> PASSAGE GIVEN
---------------

‘Joker’ Nears $300 Million, Again Proving That Safe Franchises Thrive By Living Dangerously (Box Office) – Forbes

Joker earned another $9.72 million on Monday, a drop of 60% from its $24.375 million Sunday gross. That is just barely the biggest Monday ever in October, just above the $9.4 million gross of Venom on this frame last year. That Tom Hardy superhero flick dropped just 55% from its $21.38 million Sunday gross. Why the big difference? Well, Columbus Day fell on October 8 last year, which was Venom’s first Monday. Joker did not have that advantage, as Columbus Day is Monday the 14th this time around. Hugh Jackman’s Logan opened with $88 million over its debut frame in March of 2017, dropping 70% from its first Sunday ($24.1 million) to its first Monday ($7.2 million).

Joker has now earned $105.922 million in four days of domestic play. Warner Bros.’ comic book origin story earned $96.2 million domestic and $248.4 million worldwide over its global launch, earning the fourth-biggest R-rated opening (behind It, Deadpool 2 and Deadpool) and selling more tickets than even Hannibal and 300 in their respective opening Fri-Sun frames. Presuming that domestic/overseas split holds, the film has now earned around $273 million worldwide, putting it on path to pass $300 million today or early tomorrow. If it legs like Venom between now and Thursday, it’ll end the week with $128 million domestic. If it legs like Halloween or Logan, it’ll have between $132 million and $136 million by Thursday night.

If that split holds, Todd Phillips’ Joker will be over $351 million worldwide by Thursday night. Of note, Venom eventually recovered and had a 2.65x multiplier, better than (for example) Logan, Deadpool 2, Suicide Squad and Justice League. But even a frontloaded run like Halloween (2.09 x $76 million) gets Joker to $200 million domestic. For what it’s worth, the Joaquin Phoenix-starring awards contender needs a multiplier of at least 2.39x to get to $230 million, which will put it safely over the unadjusted likes of Logan, Venom, Solo: A Star Wars Story, Justice League and Fate of the Furious. It only cost $60 million, so it’ll still have earned nearly 6x its budget heading into weekend two.

If it can keep its drop 55% or better (slight better than the 56% drops for Venom and Logan), it’ll earn slightly more in its second weekend than did Gravity ($43.18 million in 2013, sans inflation) for the biggest non-opening weekend ever for October. Heading into last weekend, conventional wisdom suggested a huge opening and a big drop due to it not being a conventional comic book flick. But the film earned a B+ from Cinemascore and had strong legs all weekend. It earned $39.35 million on Friday, counting the $13.3 million Thursday preview gross and then earned another $32.476 million on Saturday. That means it earned more on Saturday than it did on its “pure” Friday.

Its $24.375 million Sunday gross (-25% from Saturday) was almost tied with that $26.05 million “pure Friday” figure. There will be some folks who expected Venom and will be frustrated at getting King of Comedy. There will also be many general moviegoers who don’t usually expose themselves to this kind of grimdark character study and fight it somewhat unique and pleasurable. For them, it’ll be/could be a breath of cinematic fresh air alongside the conventional tentpole fare. Yes, film nerds and critics may find much of Joker to be old hat. However, to those less inclined to step outside the multiplex comfort zone, well, remember how Chinese moviegoers laughed at us over Crouching Tiger Hidden Dragon?

---------------

> DATA SHOWN
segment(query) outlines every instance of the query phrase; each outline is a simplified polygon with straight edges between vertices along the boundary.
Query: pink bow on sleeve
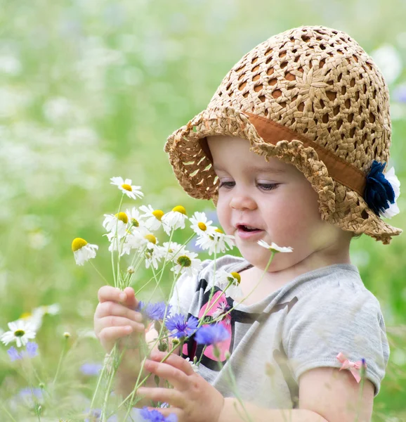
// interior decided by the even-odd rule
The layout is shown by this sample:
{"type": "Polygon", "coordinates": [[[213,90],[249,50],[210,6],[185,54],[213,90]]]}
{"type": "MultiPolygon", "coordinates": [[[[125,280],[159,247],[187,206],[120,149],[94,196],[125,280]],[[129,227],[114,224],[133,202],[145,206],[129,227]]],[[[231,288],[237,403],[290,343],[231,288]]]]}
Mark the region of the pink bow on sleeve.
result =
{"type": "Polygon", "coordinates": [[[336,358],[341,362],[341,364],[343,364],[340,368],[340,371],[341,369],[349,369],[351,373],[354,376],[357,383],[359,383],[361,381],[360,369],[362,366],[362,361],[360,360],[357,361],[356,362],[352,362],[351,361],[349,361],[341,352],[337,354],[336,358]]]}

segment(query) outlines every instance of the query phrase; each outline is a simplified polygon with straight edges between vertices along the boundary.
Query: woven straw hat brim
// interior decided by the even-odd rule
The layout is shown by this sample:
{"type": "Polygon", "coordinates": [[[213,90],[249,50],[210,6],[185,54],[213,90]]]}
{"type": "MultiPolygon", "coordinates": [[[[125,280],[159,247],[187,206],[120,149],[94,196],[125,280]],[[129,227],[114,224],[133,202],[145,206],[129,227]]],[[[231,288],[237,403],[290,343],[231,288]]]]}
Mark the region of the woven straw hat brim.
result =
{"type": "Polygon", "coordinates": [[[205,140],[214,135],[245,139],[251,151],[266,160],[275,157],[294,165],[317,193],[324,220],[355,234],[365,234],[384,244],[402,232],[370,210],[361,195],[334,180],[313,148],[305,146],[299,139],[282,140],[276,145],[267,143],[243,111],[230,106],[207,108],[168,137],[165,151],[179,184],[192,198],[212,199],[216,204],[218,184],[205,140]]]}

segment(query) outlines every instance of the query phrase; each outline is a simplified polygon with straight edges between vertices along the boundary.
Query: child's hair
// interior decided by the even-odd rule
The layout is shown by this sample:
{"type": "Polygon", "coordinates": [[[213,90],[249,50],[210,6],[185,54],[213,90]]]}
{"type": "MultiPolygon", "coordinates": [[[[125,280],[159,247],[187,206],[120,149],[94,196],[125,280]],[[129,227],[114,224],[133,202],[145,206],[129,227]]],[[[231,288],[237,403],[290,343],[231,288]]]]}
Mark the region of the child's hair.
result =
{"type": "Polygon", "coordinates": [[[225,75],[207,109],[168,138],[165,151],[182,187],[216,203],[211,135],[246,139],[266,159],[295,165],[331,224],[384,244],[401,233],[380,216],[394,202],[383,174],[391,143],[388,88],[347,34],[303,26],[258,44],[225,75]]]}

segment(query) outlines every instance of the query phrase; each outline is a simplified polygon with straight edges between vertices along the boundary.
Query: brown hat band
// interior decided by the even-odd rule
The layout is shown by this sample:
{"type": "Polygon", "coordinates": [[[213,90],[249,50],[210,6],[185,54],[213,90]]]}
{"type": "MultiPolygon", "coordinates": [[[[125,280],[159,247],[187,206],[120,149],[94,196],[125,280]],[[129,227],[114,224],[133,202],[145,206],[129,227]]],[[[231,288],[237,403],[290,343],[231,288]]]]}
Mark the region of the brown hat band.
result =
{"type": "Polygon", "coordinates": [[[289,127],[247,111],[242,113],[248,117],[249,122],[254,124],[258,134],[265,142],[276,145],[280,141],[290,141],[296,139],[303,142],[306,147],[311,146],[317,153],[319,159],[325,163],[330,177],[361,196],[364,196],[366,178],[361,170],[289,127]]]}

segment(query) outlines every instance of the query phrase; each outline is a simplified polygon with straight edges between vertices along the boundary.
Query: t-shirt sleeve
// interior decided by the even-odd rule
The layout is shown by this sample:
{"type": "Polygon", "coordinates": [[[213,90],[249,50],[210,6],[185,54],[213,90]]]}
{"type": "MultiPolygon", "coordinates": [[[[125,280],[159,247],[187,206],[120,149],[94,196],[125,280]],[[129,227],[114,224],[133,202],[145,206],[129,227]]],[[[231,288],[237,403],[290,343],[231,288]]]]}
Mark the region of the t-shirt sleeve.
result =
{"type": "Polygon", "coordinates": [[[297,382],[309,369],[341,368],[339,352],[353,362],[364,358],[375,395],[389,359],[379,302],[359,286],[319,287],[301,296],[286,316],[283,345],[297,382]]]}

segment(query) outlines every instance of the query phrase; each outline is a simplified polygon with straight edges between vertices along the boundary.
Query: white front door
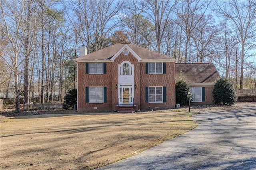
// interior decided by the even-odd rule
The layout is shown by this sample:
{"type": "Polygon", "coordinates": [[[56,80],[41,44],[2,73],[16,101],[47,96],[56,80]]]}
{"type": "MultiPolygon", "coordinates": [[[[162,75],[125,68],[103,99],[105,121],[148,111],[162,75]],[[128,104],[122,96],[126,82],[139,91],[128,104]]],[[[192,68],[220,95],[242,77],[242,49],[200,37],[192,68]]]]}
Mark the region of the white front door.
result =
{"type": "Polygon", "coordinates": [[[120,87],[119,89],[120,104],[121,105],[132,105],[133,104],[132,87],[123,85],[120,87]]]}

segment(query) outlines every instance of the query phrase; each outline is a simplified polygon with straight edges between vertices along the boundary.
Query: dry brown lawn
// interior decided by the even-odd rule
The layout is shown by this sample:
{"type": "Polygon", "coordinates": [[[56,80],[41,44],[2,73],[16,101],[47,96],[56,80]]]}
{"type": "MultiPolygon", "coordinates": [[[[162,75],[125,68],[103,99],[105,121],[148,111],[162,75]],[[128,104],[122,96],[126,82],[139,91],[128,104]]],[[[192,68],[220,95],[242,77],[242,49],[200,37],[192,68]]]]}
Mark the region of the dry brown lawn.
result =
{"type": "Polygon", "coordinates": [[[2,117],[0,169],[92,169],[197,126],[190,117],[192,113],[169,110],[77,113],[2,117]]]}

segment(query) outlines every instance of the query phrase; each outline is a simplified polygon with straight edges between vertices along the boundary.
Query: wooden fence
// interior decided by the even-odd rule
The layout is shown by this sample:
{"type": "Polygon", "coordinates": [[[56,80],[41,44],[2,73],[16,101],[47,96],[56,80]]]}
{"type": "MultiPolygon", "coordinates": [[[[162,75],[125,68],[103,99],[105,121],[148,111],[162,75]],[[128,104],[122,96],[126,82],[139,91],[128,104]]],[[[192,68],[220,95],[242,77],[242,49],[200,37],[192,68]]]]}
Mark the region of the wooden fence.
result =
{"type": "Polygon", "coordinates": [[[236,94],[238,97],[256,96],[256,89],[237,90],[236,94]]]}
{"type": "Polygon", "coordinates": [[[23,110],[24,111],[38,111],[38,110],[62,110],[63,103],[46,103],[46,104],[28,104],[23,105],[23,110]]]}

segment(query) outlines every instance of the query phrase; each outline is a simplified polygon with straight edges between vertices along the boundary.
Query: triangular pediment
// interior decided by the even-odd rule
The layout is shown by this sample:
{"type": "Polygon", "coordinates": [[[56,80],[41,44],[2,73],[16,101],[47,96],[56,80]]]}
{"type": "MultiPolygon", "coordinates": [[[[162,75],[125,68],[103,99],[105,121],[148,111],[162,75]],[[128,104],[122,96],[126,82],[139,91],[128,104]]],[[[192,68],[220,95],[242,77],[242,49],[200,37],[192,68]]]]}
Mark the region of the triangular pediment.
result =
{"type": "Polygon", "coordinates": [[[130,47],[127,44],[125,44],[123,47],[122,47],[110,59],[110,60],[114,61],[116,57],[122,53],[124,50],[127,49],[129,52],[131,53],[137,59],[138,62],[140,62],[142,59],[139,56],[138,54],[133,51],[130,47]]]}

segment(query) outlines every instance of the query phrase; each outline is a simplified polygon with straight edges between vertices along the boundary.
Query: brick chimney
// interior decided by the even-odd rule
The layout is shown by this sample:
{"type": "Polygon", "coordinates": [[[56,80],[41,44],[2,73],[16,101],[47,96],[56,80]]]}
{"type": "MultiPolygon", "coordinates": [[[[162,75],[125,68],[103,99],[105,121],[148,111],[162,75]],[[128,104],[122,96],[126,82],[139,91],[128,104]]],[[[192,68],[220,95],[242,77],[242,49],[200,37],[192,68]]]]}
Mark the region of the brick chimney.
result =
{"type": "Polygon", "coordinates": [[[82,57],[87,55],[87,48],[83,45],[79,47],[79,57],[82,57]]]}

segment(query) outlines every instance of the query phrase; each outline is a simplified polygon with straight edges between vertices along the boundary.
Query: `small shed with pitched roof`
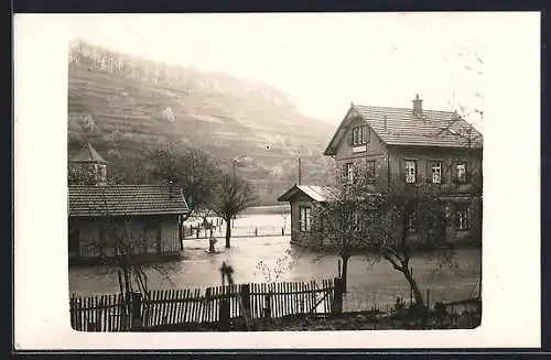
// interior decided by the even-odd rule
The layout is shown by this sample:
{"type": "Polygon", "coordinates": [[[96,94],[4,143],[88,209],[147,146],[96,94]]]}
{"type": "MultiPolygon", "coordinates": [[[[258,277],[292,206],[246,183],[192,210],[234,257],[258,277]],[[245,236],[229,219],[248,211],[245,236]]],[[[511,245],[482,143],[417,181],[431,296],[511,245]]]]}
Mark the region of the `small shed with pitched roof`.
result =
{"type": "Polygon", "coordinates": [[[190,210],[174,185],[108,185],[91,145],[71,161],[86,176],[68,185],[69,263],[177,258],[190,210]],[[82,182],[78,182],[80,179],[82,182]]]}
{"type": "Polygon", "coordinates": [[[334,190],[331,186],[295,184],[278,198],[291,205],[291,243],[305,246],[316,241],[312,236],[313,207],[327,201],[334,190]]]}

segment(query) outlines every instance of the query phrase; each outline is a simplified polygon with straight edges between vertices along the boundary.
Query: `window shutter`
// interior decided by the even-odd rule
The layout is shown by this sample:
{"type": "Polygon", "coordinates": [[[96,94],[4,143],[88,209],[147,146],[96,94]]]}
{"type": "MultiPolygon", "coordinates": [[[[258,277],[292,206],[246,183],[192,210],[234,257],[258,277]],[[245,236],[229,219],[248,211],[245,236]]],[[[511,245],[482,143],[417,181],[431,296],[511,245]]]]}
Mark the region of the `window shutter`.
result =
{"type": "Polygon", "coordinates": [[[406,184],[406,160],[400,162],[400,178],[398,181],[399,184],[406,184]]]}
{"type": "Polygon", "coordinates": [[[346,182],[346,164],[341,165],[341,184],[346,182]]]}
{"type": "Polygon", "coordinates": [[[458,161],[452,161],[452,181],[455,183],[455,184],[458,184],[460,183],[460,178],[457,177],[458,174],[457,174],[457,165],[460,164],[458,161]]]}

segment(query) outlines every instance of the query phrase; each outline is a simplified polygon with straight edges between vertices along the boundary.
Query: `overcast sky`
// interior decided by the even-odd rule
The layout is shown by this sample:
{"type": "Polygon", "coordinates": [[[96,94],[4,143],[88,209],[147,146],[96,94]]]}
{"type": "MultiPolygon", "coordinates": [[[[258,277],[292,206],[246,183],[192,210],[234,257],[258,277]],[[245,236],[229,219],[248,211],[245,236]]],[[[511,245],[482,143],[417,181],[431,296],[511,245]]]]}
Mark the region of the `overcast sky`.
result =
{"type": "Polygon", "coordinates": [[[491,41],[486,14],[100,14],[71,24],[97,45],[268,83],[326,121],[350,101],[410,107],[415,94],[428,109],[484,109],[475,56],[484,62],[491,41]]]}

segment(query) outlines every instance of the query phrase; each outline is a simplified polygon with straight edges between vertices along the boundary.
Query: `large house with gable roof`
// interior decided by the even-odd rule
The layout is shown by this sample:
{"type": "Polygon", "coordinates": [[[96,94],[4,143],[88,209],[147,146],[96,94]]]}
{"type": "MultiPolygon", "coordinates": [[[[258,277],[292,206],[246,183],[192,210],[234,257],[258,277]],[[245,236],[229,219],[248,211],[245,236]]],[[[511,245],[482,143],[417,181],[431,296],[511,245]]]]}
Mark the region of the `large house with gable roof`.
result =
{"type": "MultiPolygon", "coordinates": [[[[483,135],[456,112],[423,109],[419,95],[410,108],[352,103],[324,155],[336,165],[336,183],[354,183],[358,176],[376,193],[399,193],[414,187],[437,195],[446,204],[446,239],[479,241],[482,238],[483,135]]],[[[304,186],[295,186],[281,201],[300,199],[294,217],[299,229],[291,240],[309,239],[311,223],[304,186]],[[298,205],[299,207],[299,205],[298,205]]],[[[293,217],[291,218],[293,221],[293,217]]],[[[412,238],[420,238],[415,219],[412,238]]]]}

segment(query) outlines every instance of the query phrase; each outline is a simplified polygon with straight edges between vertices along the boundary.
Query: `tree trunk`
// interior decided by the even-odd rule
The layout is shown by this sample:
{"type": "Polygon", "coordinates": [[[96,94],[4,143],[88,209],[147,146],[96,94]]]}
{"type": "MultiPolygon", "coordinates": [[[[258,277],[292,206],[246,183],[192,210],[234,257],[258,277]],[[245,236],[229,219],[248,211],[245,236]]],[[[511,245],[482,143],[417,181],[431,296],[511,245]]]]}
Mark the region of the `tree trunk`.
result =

---------------

> TASKS
• A. Write out the stretch of the Joker box office article from "Its $24.375 million Sunday gross (-25%" through "Tiger Hidden Dragon?".
• B. Using the Joker box office article, answer these:
(i) How much did Joker earn on Monday?
(ii) What did the film cost to make?
(iii) What grade did it receive from Cinemascore?
• C. Continue the Joker box office article, starting right after its final sentence.

> ANSWERS PROVIDED
• A.
Its $24.375 million Sunday gross (-25% from Saturday) was almost tied with that $26.05 million “pure Friday” figure. There will be some folks who expected Venom and will be frustrated at getting King of Comedy. There will also be many general moviegoers who don’t usually expose themselves to this kind of grimdark character study and fight it somewhat unique and pleasurable. For them, it’ll be/could be a breath of cinematic fresh air alongside the conventional tentpole fare. Yes, film nerds and critics may find much of Joker to be old hat. However, to those less inclined to step outside the multiplex comfort zone, well, remember how Chinese moviegoers laughed at us over Crouching Tiger Hidden Dragon?

• B.
(i) $9.72 million
(ii) $60 million
(iii) B+

• C.
There is a presumption, not entirely unfounded, that audiences don’t like to be challenged at the multiplex. I would argue that it’s more about getting them to take a complete leap of faith when choosing a theatrical outing. It’s not that audiences can’t handle or automatically don’t like movies like A Simple Favor or Widows, but rather that they now require, exceptions aside, something familiar to latch onto before taking the plunge. In the olden days, it was movie stars, which is why original films and/or adapted high concepts could flourish in the multiplex. Today it is about branded characters. But once you have their interest via the IP, like Joker, they don’t mind something a little different.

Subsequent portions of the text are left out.